Segmentation data:
"""
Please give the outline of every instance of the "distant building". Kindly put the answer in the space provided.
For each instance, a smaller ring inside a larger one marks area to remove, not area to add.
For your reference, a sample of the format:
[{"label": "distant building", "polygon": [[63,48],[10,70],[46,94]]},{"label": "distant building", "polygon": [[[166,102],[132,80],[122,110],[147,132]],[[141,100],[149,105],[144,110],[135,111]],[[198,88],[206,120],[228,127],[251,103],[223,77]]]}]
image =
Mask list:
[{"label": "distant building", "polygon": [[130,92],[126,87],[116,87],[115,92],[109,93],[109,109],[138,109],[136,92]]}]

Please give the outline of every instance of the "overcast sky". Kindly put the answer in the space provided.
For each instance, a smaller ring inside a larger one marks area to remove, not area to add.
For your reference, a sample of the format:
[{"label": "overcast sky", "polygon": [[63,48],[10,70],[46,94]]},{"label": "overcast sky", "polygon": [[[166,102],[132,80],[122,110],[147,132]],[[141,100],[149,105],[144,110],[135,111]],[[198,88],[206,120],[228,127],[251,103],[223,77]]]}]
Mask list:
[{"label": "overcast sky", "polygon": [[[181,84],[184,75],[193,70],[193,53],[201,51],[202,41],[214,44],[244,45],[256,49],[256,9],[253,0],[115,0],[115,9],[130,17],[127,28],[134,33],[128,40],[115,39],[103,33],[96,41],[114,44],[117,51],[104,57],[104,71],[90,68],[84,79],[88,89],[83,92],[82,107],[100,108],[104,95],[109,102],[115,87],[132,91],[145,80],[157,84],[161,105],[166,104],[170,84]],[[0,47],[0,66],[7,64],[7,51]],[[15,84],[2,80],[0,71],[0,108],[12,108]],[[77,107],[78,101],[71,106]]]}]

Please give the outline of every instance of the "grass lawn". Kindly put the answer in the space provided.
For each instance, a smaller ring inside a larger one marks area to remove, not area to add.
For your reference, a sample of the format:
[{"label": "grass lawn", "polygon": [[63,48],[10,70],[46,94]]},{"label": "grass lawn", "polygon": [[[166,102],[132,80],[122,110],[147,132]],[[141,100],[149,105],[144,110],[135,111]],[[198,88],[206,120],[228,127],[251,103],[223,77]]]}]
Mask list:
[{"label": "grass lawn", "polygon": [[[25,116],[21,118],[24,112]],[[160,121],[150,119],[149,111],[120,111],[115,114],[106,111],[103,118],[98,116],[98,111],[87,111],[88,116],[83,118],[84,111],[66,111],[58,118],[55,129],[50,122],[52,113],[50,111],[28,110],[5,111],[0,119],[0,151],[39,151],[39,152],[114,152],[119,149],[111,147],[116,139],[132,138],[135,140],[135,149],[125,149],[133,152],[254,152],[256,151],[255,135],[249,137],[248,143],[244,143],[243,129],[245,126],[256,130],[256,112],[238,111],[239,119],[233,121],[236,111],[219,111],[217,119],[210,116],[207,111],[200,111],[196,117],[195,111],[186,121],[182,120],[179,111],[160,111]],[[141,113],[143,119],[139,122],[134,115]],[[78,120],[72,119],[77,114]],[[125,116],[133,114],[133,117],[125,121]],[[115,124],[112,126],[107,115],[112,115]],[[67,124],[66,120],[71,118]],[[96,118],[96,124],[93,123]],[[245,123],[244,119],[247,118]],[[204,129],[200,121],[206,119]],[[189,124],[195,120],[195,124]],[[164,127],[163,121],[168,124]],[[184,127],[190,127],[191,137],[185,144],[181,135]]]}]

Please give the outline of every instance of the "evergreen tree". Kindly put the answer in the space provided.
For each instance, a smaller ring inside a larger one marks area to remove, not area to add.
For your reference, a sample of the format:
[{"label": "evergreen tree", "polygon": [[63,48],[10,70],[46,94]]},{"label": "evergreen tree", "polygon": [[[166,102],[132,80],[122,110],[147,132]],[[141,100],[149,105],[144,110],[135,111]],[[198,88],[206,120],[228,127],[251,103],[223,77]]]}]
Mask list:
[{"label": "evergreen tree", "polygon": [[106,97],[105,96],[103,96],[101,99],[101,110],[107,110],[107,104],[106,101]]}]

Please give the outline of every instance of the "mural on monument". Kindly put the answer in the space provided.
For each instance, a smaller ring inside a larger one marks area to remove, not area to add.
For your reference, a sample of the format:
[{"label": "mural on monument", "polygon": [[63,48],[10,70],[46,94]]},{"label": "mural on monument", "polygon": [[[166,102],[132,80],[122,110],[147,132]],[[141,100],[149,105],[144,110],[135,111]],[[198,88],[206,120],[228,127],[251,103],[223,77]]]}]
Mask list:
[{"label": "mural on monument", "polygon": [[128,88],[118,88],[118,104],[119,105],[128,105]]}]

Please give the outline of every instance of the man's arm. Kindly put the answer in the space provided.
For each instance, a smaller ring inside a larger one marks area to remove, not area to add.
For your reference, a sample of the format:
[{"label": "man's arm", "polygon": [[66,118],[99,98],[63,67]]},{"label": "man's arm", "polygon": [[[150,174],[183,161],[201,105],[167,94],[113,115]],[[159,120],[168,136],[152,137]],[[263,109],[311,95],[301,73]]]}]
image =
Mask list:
"""
◆ **The request**:
Copy the entire listing above line for line, keeping every character the same.

◆ **Exercise response**:
Please give the outline of every instance of the "distant building". Kindly put the answer in the space provided.
For each instance, a smaller ring inside a larger one marks area to remove, not area to add.
For your reference, a sample of the format:
[{"label": "distant building", "polygon": [[63,48],[10,70],[46,94]]},{"label": "distant building", "polygon": [[[166,102],[132,80],[122,110],[147,132]],[[141,100],[149,105],[144,110],[135,111]],[[198,88],[206,120],[228,127],[251,103],[223,77]]]}]
image =
Mask list:
[{"label": "distant building", "polygon": [[130,92],[126,87],[116,87],[115,92],[109,93],[109,109],[138,109],[136,92]]}]

Please give the outline of every instance of the "overcast sky". Kindly put the answer in the space provided.
For each instance, a smaller ring inside a larger one marks area to remove, not area to add.
For your reference, a sample of the format:
[{"label": "overcast sky", "polygon": [[63,48],[10,70],[46,94]]},{"label": "overcast sky", "polygon": [[[166,102],[132,80],[122,110],[147,132]],[[141,100],[149,105],[144,110],[135,111]],[[198,88],[206,120],[228,127],[251,103],[223,77]]]}]
Mask list:
[{"label": "overcast sky", "polygon": [[[181,84],[184,75],[193,70],[193,53],[201,51],[202,41],[214,44],[244,45],[256,49],[256,9],[253,0],[115,0],[115,9],[130,17],[127,28],[134,33],[128,40],[115,39],[103,33],[96,41],[114,44],[117,51],[104,57],[104,71],[90,68],[84,79],[88,89],[83,92],[82,107],[100,108],[104,95],[109,102],[115,87],[132,91],[145,80],[157,84],[161,105],[166,104],[170,84]],[[0,47],[0,66],[7,64],[7,51]],[[15,84],[2,80],[0,71],[0,108],[12,108]],[[77,107],[78,101],[71,106]]]}]

Please give the outline of every instance of the "grass lawn". Kindly put the answer in the space provided.
For each instance, a smaller ring inside a larger one marks area to remove, not area to add.
For your reference, a sample of the format:
[{"label": "grass lawn", "polygon": [[63,48],[10,70],[46,94]]},{"label": "grass lawn", "polygon": [[[166,102],[132,80],[122,110],[147,132]],[[141,100],[149,105],[144,110],[135,111]],[[198,88],[206,120],[228,127],[251,103],[223,77]]]}]
Mask list:
[{"label": "grass lawn", "polygon": [[[25,116],[21,118],[24,112]],[[160,121],[150,119],[149,111],[120,111],[115,114],[106,111],[103,118],[98,116],[98,111],[87,111],[88,116],[83,118],[84,111],[66,111],[58,118],[55,129],[50,122],[52,113],[50,111],[28,110],[5,111],[0,119],[0,151],[39,151],[39,152],[114,152],[119,149],[111,147],[116,139],[132,138],[135,140],[135,149],[125,149],[133,152],[254,152],[256,151],[255,135],[249,137],[248,143],[244,143],[243,129],[245,126],[256,130],[256,112],[238,111],[239,119],[233,121],[236,111],[219,111],[217,119],[210,116],[207,111],[200,111],[196,117],[195,111],[186,121],[182,120],[179,111],[160,111]],[[141,113],[143,119],[139,122],[134,115]],[[78,120],[72,119],[77,114]],[[125,116],[133,114],[133,117],[125,121]],[[115,124],[112,126],[107,115],[112,115]],[[67,124],[66,120],[71,118]],[[96,118],[96,124],[93,123]],[[245,123],[244,119],[247,118]],[[204,129],[200,121],[206,119]],[[189,124],[195,120],[195,124]],[[164,127],[163,121],[168,124]],[[184,127],[190,127],[191,137],[185,144],[181,135]]]}]

Please give the outline of every instance of the "evergreen tree". Kindly put the answer in the space provided.
For each instance, a smaller ring inside a larger one marks area to remove, not area to add.
For your reference, a sample of the format:
[{"label": "evergreen tree", "polygon": [[63,48],[10,70],[46,94]]},{"label": "evergreen tree", "polygon": [[[166,102],[132,80],[122,110],[147,132]],[[141,100],[149,105],[144,110],[135,111]],[[198,88],[206,120],[228,127],[251,103],[223,77]]]}]
Mask list:
[{"label": "evergreen tree", "polygon": [[106,97],[105,96],[103,96],[101,99],[101,110],[107,110],[107,104],[106,101]]}]

Please give the outline of every instance of the "mural on monument". Kindly put the answer in the space provided.
For each instance, a smaller ring inside a larger one marks area to remove, not area to add.
For your reference, a sample of the format:
[{"label": "mural on monument", "polygon": [[63,48],[10,70],[46,94]]},{"label": "mural on monument", "polygon": [[[166,102],[132,80],[122,110],[147,132]],[[141,100],[149,105],[144,110],[135,111]],[[198,88],[206,120],[228,127],[251,103],[223,77]]]}]
Mask list:
[{"label": "mural on monument", "polygon": [[128,88],[118,88],[118,104],[119,105],[128,105]]}]

Please give the outline of every instance of the man's arm. Kindly put the answer in the space provided.
For each instance, a smaller ring inside a larger one marks area to remove, not area to add.
For your reference, a sample of the format:
[{"label": "man's arm", "polygon": [[66,118],[99,98],[63,67]]},{"label": "man's arm", "polygon": [[[150,174],[183,161],[201,105],[167,94],[113,115]],[[159,120],[168,136],[152,137]],[[263,109],[311,95],[301,73]]]}]
image =
Mask list:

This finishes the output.